[Collected data]
═══
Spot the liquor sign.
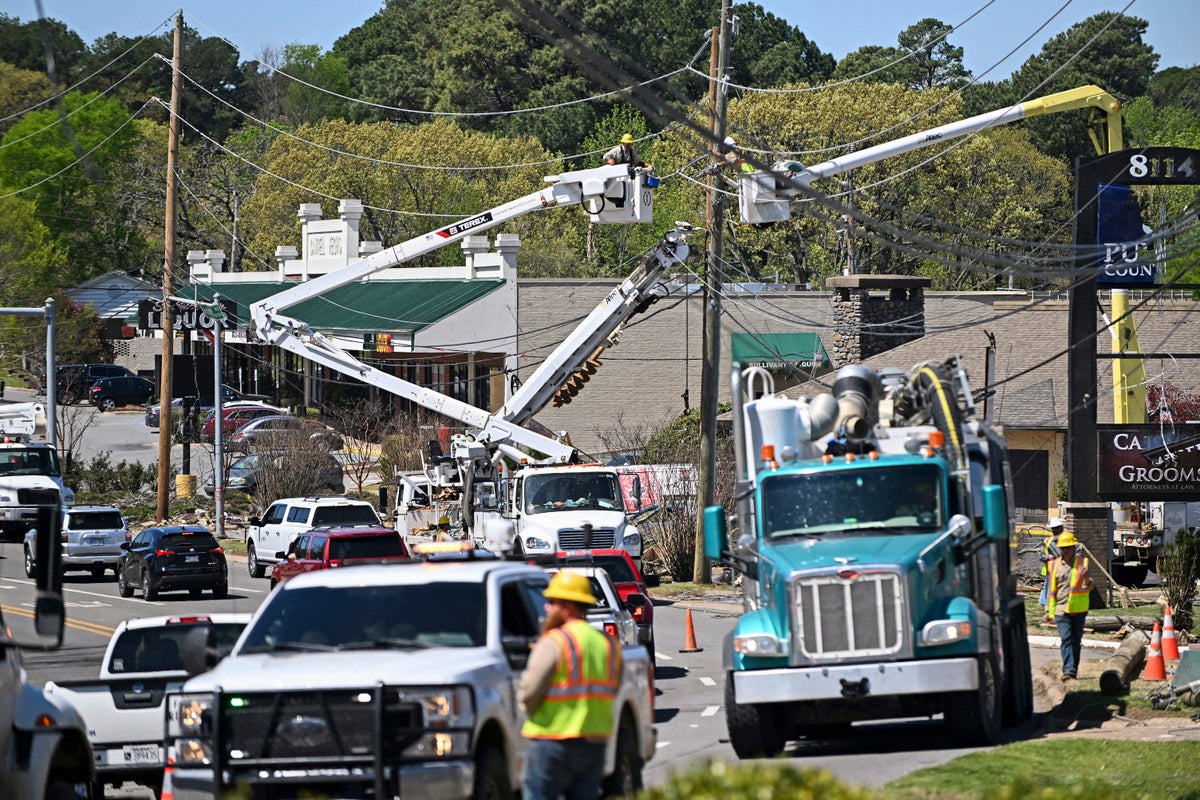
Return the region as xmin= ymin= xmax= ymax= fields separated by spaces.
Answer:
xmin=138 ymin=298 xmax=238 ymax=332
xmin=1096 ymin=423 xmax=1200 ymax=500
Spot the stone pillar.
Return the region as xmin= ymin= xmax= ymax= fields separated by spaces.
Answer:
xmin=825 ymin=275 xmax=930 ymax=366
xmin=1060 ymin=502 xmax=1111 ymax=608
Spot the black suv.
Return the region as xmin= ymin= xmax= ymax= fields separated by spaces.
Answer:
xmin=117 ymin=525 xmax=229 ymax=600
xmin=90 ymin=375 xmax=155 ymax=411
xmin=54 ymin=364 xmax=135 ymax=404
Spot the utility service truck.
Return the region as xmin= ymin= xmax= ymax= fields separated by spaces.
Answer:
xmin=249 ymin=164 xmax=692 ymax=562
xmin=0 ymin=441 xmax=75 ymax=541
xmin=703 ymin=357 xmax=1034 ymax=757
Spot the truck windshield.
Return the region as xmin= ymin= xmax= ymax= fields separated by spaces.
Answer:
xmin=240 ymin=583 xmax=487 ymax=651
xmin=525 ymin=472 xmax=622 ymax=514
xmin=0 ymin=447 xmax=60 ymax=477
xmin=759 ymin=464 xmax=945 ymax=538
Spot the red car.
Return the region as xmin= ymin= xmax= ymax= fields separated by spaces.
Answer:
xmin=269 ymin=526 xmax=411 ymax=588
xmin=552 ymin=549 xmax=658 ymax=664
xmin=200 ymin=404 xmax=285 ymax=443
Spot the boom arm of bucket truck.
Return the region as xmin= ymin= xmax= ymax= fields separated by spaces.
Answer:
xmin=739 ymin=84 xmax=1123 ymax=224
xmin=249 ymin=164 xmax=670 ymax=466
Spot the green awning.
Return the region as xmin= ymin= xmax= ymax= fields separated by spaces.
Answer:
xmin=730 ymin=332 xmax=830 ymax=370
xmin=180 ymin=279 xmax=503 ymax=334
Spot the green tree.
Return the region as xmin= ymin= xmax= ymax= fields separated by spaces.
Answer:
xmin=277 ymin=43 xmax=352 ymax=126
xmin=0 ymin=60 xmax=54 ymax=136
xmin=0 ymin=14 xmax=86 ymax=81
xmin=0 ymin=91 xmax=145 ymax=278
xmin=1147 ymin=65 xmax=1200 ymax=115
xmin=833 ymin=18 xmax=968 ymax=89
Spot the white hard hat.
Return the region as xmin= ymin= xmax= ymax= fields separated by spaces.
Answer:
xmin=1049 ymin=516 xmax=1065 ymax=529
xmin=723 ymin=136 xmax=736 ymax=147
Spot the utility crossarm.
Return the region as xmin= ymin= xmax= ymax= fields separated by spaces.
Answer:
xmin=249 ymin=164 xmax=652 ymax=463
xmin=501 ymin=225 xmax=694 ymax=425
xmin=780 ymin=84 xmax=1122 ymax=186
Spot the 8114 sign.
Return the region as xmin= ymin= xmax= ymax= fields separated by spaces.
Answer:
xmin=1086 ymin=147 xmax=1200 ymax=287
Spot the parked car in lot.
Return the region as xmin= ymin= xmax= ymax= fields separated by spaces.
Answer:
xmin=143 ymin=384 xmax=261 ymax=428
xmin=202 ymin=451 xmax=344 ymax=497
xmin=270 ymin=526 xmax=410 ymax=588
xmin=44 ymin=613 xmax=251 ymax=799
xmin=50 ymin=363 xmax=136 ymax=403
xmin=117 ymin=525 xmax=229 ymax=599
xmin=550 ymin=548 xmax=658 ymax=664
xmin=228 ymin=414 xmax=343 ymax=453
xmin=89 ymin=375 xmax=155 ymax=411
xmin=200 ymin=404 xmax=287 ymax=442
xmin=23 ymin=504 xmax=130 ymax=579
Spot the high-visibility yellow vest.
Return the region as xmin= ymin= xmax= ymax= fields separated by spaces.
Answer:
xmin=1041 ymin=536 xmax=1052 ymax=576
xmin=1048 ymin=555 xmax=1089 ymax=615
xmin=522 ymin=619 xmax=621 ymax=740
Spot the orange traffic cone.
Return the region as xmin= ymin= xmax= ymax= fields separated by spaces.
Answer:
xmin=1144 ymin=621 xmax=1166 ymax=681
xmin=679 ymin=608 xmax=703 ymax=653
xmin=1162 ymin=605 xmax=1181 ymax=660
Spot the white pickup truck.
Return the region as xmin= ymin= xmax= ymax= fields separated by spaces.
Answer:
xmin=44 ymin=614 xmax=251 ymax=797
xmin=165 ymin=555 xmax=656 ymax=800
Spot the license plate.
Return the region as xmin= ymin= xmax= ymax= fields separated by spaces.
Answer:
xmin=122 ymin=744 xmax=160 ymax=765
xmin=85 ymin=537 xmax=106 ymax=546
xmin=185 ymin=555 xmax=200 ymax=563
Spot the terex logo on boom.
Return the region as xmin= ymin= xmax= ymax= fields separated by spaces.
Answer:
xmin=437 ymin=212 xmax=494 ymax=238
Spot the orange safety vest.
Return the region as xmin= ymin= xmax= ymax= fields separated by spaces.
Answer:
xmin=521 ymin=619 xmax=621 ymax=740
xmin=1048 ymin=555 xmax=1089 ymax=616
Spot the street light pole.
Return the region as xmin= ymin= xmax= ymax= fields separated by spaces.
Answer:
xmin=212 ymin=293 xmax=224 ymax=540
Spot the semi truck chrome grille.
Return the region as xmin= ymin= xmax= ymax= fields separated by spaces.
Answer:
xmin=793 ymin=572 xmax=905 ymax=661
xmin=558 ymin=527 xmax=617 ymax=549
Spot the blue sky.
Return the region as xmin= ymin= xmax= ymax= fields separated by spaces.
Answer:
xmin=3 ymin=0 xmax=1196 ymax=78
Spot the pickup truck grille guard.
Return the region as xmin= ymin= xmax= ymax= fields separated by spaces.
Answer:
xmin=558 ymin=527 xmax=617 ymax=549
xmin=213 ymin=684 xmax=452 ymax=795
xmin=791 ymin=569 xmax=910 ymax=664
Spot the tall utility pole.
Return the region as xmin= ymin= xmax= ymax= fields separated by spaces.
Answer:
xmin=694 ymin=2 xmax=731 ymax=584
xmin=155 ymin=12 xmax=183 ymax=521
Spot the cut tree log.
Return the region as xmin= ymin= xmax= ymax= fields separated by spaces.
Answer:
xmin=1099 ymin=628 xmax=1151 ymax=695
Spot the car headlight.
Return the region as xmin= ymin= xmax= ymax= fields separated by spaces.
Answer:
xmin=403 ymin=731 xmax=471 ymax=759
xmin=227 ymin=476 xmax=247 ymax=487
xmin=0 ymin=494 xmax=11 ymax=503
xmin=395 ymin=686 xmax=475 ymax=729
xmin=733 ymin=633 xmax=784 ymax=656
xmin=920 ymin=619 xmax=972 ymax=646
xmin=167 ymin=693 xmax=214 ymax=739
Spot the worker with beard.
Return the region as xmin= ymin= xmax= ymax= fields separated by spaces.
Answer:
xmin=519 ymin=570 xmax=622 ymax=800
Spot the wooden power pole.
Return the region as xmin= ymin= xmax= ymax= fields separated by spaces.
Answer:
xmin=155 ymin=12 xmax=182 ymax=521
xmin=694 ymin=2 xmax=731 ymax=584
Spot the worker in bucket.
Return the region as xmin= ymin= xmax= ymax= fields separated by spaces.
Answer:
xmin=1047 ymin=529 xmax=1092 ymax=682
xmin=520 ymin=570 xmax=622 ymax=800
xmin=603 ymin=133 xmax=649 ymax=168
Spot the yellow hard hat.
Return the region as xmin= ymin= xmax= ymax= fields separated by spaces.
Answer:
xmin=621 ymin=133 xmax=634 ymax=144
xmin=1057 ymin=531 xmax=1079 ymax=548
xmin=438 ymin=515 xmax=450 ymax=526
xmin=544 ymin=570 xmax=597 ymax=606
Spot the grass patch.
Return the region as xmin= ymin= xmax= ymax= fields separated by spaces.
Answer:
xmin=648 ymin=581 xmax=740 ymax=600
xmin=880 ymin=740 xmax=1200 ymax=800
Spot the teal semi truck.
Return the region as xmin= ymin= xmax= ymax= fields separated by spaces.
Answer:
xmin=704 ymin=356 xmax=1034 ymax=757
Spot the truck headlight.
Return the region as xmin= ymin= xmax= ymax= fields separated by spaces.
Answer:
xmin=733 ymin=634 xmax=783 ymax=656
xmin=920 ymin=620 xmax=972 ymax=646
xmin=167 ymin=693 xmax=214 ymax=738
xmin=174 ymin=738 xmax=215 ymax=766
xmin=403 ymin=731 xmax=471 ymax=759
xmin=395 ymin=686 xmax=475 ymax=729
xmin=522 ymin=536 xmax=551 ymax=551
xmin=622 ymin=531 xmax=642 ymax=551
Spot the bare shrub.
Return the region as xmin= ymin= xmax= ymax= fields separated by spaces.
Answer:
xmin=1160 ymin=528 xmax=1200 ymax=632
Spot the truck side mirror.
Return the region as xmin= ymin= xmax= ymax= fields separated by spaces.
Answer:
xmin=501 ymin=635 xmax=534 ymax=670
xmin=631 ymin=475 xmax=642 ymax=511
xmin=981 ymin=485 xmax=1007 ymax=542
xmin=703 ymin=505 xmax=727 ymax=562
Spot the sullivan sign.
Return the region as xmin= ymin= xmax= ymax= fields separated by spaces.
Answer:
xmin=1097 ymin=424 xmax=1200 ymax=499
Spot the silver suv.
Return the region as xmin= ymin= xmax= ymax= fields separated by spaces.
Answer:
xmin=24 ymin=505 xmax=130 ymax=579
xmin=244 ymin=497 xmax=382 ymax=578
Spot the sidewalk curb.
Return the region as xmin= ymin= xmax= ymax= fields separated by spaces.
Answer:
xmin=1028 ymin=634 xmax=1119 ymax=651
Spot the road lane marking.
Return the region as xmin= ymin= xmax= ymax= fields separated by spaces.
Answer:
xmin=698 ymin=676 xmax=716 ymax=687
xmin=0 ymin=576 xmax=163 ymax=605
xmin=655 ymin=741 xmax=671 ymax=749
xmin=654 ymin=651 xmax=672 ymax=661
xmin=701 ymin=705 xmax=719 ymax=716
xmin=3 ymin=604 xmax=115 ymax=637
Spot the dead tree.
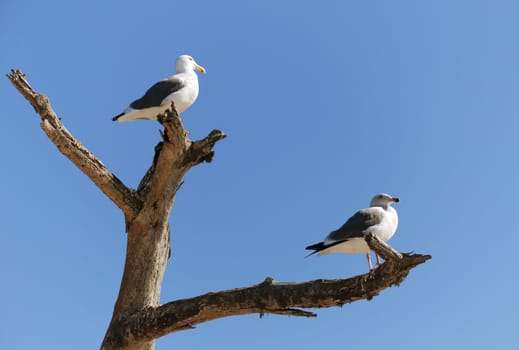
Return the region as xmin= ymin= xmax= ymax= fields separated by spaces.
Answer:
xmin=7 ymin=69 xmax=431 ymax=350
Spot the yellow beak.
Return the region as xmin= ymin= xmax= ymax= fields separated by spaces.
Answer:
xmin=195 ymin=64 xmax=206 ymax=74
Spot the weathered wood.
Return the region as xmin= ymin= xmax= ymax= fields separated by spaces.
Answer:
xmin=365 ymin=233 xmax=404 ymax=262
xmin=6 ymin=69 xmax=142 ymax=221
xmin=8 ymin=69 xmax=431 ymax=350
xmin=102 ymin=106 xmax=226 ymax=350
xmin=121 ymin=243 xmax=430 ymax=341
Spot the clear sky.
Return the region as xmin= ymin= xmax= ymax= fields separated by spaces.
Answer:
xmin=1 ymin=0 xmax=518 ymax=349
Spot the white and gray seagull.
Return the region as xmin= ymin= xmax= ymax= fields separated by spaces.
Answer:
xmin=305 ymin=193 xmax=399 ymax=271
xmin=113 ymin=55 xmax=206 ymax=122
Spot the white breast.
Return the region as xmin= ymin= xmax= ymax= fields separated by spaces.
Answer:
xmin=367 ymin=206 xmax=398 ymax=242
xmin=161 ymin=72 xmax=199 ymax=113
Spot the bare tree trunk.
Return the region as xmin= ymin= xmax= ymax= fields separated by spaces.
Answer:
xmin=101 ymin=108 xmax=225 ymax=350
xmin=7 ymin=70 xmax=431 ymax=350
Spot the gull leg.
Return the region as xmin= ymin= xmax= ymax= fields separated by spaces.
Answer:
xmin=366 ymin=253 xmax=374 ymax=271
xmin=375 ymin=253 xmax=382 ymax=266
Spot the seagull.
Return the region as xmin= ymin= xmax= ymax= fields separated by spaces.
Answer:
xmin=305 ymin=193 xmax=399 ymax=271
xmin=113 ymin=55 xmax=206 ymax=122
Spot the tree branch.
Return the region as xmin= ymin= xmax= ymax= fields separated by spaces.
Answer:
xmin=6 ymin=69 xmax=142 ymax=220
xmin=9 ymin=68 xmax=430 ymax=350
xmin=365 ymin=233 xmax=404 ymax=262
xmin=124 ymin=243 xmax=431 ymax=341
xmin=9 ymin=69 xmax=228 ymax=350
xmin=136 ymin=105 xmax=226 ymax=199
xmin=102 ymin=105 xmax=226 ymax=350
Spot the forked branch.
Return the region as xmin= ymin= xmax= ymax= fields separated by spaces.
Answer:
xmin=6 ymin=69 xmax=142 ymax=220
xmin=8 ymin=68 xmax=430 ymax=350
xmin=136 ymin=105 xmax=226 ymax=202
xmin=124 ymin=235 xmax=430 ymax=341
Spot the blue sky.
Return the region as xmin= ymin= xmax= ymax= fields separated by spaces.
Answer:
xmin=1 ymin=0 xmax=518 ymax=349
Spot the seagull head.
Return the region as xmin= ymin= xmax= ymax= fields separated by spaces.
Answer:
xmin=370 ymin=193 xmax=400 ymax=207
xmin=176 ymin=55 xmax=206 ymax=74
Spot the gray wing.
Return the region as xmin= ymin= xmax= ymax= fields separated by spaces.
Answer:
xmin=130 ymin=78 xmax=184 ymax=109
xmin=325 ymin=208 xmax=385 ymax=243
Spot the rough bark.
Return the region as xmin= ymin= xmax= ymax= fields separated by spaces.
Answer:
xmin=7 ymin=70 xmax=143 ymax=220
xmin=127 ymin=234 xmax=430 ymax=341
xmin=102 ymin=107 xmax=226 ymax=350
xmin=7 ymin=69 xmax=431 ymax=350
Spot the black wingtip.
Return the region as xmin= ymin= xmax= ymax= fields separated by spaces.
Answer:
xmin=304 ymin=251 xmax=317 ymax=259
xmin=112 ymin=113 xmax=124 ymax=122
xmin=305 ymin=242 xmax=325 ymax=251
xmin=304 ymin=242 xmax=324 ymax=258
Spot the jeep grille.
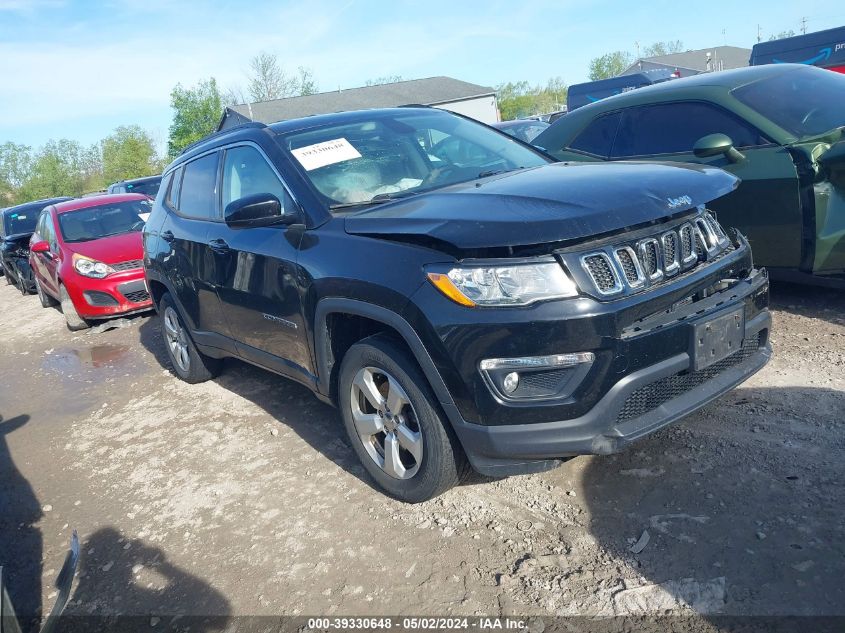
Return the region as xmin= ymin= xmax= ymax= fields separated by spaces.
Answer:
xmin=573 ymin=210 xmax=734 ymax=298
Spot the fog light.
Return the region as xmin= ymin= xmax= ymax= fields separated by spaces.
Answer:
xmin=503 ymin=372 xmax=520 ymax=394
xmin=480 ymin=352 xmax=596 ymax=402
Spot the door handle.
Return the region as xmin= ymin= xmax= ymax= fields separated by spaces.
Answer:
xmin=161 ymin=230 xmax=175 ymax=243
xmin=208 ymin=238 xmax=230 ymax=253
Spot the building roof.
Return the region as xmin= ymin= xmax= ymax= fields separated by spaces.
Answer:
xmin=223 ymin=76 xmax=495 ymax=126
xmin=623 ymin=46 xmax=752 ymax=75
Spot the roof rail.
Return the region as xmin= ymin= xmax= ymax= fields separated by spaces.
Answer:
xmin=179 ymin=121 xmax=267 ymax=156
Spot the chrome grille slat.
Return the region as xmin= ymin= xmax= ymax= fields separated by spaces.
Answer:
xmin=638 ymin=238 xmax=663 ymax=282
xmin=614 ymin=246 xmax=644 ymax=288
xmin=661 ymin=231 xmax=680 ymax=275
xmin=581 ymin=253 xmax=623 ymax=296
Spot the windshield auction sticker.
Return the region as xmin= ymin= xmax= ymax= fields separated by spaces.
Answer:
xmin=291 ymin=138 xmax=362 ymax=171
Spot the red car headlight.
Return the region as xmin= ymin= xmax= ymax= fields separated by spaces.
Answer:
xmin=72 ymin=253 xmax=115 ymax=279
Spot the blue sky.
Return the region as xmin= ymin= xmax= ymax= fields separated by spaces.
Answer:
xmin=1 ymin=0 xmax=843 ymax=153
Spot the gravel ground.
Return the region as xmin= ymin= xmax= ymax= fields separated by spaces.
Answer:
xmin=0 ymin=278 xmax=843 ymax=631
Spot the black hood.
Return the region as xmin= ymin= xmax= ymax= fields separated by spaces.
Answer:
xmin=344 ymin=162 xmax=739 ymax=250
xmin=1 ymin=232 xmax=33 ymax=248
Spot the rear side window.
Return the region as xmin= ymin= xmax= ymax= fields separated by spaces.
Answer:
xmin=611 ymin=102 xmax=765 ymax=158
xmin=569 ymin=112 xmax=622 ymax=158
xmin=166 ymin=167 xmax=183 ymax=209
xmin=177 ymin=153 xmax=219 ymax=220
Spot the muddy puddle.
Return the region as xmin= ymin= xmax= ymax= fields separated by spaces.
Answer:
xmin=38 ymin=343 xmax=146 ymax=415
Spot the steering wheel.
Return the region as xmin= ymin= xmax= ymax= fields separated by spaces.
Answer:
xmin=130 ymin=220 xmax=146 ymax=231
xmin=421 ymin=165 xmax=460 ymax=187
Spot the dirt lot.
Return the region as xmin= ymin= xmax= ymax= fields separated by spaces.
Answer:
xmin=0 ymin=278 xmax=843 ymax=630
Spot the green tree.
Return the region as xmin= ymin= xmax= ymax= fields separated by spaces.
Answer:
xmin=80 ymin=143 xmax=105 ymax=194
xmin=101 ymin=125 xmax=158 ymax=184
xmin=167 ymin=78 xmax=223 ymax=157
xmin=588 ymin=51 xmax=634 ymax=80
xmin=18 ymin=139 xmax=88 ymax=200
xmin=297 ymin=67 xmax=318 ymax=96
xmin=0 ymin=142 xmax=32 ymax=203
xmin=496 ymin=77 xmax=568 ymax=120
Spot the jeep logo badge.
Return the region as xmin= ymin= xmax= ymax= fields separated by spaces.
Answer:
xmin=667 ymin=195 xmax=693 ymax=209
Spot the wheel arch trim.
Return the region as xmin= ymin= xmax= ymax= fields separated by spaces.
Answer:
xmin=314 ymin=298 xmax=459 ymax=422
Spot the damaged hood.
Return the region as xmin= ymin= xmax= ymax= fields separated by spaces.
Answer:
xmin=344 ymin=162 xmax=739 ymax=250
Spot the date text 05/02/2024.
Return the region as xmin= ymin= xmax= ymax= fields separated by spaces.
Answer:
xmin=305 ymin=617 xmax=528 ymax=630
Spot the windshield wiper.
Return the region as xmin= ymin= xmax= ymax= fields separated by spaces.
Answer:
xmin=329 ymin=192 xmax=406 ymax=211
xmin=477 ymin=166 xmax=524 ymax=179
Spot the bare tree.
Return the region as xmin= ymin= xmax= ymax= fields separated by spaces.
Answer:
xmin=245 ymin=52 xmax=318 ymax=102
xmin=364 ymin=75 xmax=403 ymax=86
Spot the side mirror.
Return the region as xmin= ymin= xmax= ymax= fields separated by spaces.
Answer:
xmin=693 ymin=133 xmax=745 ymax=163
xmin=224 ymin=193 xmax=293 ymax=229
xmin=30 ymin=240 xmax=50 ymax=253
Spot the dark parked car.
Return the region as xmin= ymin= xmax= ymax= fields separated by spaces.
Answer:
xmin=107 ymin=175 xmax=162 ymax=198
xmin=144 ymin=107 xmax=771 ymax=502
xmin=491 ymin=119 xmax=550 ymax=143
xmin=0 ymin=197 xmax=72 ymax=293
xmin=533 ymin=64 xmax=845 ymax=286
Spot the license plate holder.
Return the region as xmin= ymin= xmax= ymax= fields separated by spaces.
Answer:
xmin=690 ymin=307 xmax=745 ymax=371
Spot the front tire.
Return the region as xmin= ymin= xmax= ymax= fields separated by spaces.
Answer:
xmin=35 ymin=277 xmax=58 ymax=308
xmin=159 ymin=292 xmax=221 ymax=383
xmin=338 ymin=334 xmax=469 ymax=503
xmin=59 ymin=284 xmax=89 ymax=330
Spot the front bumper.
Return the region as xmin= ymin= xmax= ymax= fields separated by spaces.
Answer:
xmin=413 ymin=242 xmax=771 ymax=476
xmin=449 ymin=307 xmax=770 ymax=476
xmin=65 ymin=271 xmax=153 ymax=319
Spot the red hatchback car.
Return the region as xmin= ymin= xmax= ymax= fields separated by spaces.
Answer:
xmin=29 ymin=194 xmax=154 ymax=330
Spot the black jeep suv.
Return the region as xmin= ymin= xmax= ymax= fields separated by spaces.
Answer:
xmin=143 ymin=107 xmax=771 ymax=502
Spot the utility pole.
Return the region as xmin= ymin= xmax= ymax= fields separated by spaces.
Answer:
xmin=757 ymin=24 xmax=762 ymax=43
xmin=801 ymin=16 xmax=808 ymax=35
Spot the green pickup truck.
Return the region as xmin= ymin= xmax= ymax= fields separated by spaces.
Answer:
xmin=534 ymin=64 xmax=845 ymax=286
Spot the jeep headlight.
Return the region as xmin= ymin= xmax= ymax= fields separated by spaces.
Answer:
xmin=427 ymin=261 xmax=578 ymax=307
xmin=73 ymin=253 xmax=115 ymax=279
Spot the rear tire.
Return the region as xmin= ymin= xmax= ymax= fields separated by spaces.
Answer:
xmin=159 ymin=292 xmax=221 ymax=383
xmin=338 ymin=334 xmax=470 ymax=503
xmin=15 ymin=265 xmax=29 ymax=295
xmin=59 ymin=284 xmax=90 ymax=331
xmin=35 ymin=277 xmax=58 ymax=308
═══
EXERCISE BRIEF —
Among the records, find every line holding the word "white" and copy it.

ANSWER TO THIS EXERCISE —
Spot the white hard hat.
Spot the white pickup truck.
Spot the white and gray seagull.
Spot the white breast.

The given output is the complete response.